SELECTED TEXT
The job works by now but I call it a beta version because I might get useful
comments to improve it.
For those who want to know more about it:
Last year I inquired on Statalist about ways to estimate a large number of
firm and person effects in a large linked employer-employee data set under
the thread "data set larger than RAM".
A common method is to include one of the effects (firm effect) by
including dummies and to sweep out the other effect (person effect) by the
within transformation (substracting group means). The problem in my case was
that the number of groups (e.g. firms) was too high to create a set of dummy
variables, especially if there are many observations, as Stata has to keep
the whole data set in the computer memory at the time of estimation.
For example, assuming that 4 bytes per element of the desing matrix are
2 million observations and 1000 firms require about 8 gigabytes.
I got some very useful comments and developed the idea of writing a Mata
routine to handle the problem. The starting point of my idea was that the
design matrix X is of dimension (N x K) but that the cross product matrices
X'X and X'y are only of dimension (K x K) and (K x 1).
Therefore, if one can create X'X without needing to create X, then much
memory can be saved. In the present case, large parts of X are firm dummy
variables, and the information which observation belongs to which firm is
stored in the firm ID variable. Therefore it is possible to create X'X
having to create all the firm dummies.

SUPPLIED RECORDS

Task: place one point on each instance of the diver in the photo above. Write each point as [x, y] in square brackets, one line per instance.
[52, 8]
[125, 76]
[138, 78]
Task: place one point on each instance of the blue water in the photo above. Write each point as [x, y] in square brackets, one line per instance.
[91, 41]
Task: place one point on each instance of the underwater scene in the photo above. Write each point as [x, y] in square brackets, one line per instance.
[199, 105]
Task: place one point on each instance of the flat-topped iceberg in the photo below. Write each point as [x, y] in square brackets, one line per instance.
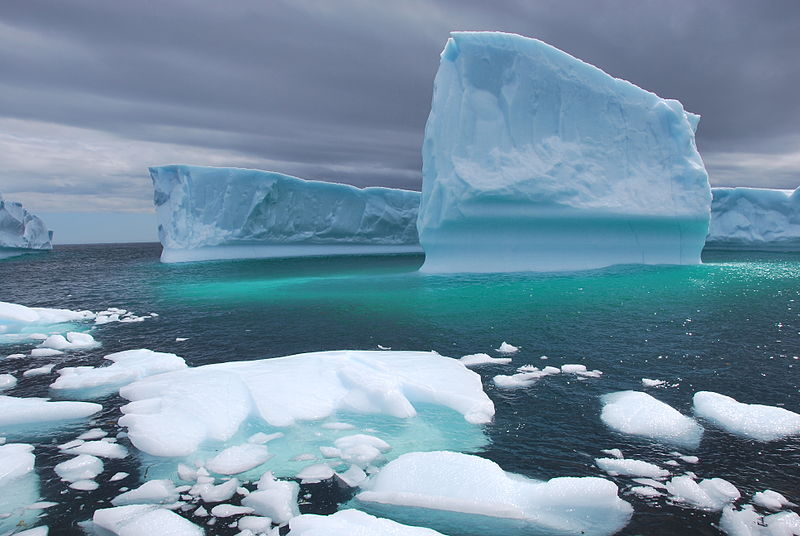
[535, 161]
[448, 489]
[20, 231]
[222, 213]
[755, 218]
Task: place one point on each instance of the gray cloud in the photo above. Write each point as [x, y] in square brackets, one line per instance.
[340, 90]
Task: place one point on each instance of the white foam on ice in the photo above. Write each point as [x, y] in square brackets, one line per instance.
[476, 495]
[352, 523]
[755, 219]
[217, 213]
[753, 421]
[637, 413]
[629, 467]
[126, 367]
[535, 160]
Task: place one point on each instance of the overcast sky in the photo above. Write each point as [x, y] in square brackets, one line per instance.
[94, 91]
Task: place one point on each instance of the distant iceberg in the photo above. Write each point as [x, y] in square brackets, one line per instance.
[209, 213]
[20, 231]
[755, 218]
[536, 161]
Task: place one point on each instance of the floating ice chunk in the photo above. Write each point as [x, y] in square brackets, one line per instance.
[615, 453]
[506, 348]
[647, 382]
[772, 500]
[84, 485]
[171, 414]
[614, 467]
[256, 524]
[144, 520]
[7, 381]
[126, 367]
[82, 467]
[16, 411]
[425, 485]
[711, 494]
[73, 341]
[474, 360]
[151, 492]
[39, 371]
[275, 499]
[216, 213]
[238, 459]
[228, 510]
[646, 491]
[103, 449]
[637, 413]
[352, 522]
[16, 461]
[753, 421]
[754, 218]
[535, 160]
[315, 473]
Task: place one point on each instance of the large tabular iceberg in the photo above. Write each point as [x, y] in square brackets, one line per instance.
[20, 231]
[221, 213]
[755, 218]
[535, 160]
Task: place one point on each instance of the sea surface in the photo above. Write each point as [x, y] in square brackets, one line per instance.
[730, 325]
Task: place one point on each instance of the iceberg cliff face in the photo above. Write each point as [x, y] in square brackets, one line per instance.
[755, 218]
[217, 213]
[20, 231]
[535, 160]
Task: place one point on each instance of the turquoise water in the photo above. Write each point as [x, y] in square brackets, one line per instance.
[730, 325]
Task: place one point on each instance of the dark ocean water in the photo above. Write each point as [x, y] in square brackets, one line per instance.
[730, 325]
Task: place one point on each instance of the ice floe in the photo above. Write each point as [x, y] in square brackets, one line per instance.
[753, 421]
[352, 523]
[637, 413]
[441, 488]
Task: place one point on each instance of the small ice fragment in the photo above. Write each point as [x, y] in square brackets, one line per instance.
[629, 467]
[615, 453]
[474, 360]
[228, 510]
[647, 382]
[506, 348]
[315, 473]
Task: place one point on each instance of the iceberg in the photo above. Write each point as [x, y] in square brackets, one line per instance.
[754, 219]
[448, 489]
[536, 161]
[20, 231]
[207, 213]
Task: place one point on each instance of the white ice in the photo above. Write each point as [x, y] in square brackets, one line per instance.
[753, 421]
[216, 213]
[475, 494]
[535, 160]
[637, 413]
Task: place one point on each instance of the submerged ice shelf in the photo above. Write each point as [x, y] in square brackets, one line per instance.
[755, 219]
[223, 213]
[535, 160]
[20, 231]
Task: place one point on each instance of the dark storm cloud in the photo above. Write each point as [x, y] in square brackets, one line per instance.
[340, 90]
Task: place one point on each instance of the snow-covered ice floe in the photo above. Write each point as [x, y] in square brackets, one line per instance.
[209, 213]
[446, 489]
[637, 413]
[755, 219]
[352, 523]
[536, 161]
[126, 367]
[317, 402]
[20, 231]
[753, 421]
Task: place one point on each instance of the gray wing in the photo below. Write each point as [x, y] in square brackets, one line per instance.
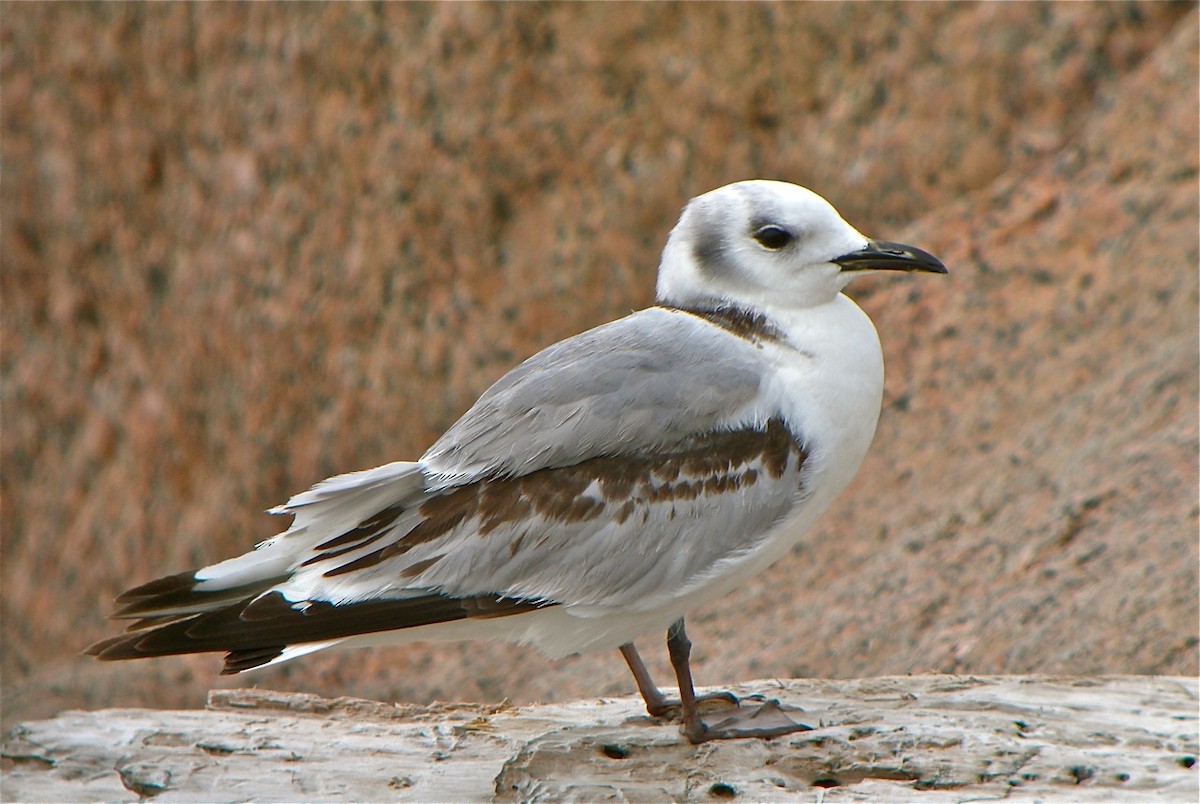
[646, 381]
[617, 466]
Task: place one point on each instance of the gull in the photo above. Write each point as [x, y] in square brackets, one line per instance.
[598, 491]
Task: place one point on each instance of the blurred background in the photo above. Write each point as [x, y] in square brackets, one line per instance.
[249, 246]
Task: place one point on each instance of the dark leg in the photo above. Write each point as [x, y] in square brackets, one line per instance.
[767, 720]
[655, 702]
[658, 705]
[679, 649]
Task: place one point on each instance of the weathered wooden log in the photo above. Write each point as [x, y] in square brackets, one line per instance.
[927, 738]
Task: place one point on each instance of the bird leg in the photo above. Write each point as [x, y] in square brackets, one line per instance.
[657, 703]
[766, 720]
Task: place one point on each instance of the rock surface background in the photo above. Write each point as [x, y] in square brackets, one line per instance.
[246, 247]
[915, 738]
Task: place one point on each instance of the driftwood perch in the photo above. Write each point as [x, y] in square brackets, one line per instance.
[930, 738]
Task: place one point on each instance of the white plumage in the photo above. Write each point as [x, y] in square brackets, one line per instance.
[600, 489]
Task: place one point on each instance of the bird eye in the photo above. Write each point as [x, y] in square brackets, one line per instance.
[773, 237]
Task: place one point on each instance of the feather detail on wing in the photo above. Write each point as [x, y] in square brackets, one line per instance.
[593, 474]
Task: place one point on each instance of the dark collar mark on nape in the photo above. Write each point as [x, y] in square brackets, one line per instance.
[744, 323]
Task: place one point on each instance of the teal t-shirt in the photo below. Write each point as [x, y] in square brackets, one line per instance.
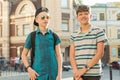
[45, 62]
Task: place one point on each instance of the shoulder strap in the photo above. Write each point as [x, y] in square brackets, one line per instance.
[33, 35]
[55, 38]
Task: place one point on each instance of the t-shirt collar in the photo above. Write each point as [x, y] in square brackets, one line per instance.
[38, 31]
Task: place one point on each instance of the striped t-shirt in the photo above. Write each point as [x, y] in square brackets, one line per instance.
[86, 48]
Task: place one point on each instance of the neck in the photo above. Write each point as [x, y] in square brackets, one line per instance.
[85, 28]
[43, 29]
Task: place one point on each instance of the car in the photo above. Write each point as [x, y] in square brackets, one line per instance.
[115, 64]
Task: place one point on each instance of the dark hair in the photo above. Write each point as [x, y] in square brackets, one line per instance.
[41, 9]
[82, 8]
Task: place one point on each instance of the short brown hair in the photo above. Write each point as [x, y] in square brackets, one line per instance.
[82, 8]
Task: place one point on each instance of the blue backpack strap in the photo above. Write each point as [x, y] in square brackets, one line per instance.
[33, 35]
[55, 38]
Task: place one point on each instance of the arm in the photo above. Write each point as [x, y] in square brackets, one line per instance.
[95, 59]
[98, 56]
[72, 58]
[24, 57]
[31, 72]
[59, 59]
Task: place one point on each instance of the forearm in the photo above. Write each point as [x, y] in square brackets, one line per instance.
[25, 60]
[98, 55]
[73, 64]
[95, 59]
[24, 57]
[72, 58]
[59, 61]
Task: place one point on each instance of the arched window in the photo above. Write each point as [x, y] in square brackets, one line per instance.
[26, 9]
[118, 16]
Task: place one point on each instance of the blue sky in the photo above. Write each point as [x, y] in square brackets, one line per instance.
[92, 2]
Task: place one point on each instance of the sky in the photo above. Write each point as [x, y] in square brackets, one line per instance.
[92, 2]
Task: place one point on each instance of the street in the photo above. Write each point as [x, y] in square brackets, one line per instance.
[67, 75]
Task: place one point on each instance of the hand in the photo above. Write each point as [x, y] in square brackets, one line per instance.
[79, 73]
[58, 77]
[33, 74]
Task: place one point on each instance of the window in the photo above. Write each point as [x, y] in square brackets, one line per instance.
[102, 16]
[0, 31]
[118, 16]
[94, 16]
[118, 33]
[18, 30]
[26, 29]
[64, 3]
[118, 52]
[65, 25]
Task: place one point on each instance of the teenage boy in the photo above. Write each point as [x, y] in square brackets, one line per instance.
[47, 62]
[86, 47]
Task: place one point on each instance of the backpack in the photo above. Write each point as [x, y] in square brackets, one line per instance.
[33, 35]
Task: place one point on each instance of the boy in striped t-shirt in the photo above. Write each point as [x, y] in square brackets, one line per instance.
[86, 47]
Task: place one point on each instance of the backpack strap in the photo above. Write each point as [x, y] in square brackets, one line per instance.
[55, 38]
[33, 35]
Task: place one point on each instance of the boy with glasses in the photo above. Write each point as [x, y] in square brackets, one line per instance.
[47, 62]
[87, 47]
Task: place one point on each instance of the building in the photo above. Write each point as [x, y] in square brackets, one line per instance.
[107, 16]
[16, 22]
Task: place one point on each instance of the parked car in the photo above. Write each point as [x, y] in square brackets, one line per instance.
[115, 64]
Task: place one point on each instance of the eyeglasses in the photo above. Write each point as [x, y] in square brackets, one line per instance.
[43, 17]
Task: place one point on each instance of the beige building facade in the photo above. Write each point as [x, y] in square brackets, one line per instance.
[107, 16]
[16, 22]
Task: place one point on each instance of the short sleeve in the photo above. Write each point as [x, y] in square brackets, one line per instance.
[101, 36]
[28, 44]
[57, 40]
[71, 39]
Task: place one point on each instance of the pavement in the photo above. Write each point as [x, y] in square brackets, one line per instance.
[67, 75]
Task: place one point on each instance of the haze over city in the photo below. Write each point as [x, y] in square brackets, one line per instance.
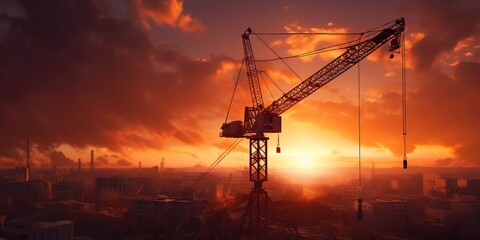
[142, 80]
[118, 118]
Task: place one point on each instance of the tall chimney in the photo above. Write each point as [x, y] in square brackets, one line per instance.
[162, 165]
[27, 169]
[91, 160]
[373, 170]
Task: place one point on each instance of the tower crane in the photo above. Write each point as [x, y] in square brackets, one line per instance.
[260, 119]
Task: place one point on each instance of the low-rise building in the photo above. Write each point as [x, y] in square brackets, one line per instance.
[60, 230]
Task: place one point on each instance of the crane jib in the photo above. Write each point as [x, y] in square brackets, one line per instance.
[258, 119]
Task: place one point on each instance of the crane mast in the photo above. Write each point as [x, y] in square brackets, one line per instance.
[259, 119]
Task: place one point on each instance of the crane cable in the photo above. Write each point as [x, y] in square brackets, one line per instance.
[404, 104]
[218, 160]
[360, 207]
[234, 89]
[320, 50]
[324, 33]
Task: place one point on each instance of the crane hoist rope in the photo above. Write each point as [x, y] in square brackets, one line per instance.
[260, 119]
[234, 90]
[375, 29]
[334, 47]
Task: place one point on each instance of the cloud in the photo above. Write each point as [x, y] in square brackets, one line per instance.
[72, 76]
[445, 25]
[122, 163]
[167, 12]
[102, 161]
[442, 111]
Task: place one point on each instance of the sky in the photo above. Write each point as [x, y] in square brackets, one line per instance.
[150, 79]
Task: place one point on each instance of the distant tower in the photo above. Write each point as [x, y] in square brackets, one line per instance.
[162, 165]
[91, 161]
[373, 170]
[27, 169]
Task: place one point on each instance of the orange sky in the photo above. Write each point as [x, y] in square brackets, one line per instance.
[142, 80]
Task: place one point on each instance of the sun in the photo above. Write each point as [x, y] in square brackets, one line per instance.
[306, 163]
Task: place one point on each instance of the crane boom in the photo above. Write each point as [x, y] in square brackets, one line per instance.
[259, 120]
[348, 59]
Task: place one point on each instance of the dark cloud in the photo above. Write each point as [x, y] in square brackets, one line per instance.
[445, 23]
[58, 159]
[122, 163]
[102, 161]
[72, 73]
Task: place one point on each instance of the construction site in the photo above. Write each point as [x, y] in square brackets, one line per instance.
[109, 107]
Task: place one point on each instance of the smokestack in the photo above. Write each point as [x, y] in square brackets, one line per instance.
[373, 170]
[162, 165]
[91, 160]
[27, 169]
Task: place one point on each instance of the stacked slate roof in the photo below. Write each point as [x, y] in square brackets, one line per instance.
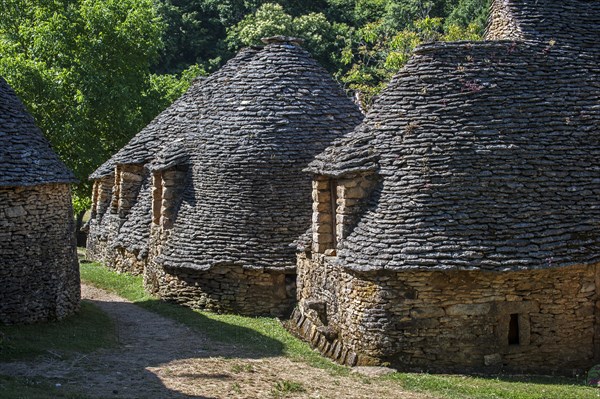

WHAT IS NEEDED
Swap "data set" for "dataset" in the text on estimating firm and person effects, and write out the passage from "For those who" up to and including "time of estimation." with that change. These records were taken from a different source.

PROBLEM SOLUTION
For those who want to know more about it:
Last year I inquired on Statalist about ways to estimate a large number of
firm and person effects in a large linked employer-employee dataset under
the thread "dataset larger than RAM".
A common method is to include one of the effects (firm effect) by
including dummies and to sweep out the other effect (person effect) by the
within transformation (substracting group means). The problem in my case was
that the number of groups (e.g. firms) was too high to create a set of dummy
variables, especially if there are many observations, as Stata has to keep
the whole dataset in the computer memory at the time of estimation.